_WHAT IS REQUIRED:_ Line by line, reproduce the records exactly.

_RECORDED DATA:_
= = = =

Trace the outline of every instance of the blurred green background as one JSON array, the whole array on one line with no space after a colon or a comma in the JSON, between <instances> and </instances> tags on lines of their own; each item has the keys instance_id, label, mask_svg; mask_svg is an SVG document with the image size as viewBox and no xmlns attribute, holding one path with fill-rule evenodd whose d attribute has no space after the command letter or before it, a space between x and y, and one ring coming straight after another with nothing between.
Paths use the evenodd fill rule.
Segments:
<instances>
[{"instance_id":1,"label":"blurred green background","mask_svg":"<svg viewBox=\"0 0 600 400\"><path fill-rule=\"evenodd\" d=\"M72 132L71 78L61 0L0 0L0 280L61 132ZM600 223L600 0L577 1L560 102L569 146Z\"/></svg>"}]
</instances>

= = = =

_ANSWER TO THIS PROBLEM:_
Trace the outline of every instance of the blurred green background as one JSON array, the whole array on one line with no space after a colon or a comma in the JSON, between <instances> and </instances> tags on lines of their own; each item has the keys instance_id, label, mask_svg; mask_svg is an SVG document with the image size as viewBox and no xmlns attribute, holding one path with fill-rule evenodd whose d attribute has no space after the command letter or before it, a space between x and y, and one ring coming straight after another with nothing between.
Paths use the evenodd fill rule.
Segments:
<instances>
[{"instance_id":1,"label":"blurred green background","mask_svg":"<svg viewBox=\"0 0 600 400\"><path fill-rule=\"evenodd\" d=\"M72 132L71 78L61 0L0 0L0 280L61 132ZM600 223L600 0L577 1L560 102L569 146Z\"/></svg>"}]
</instances>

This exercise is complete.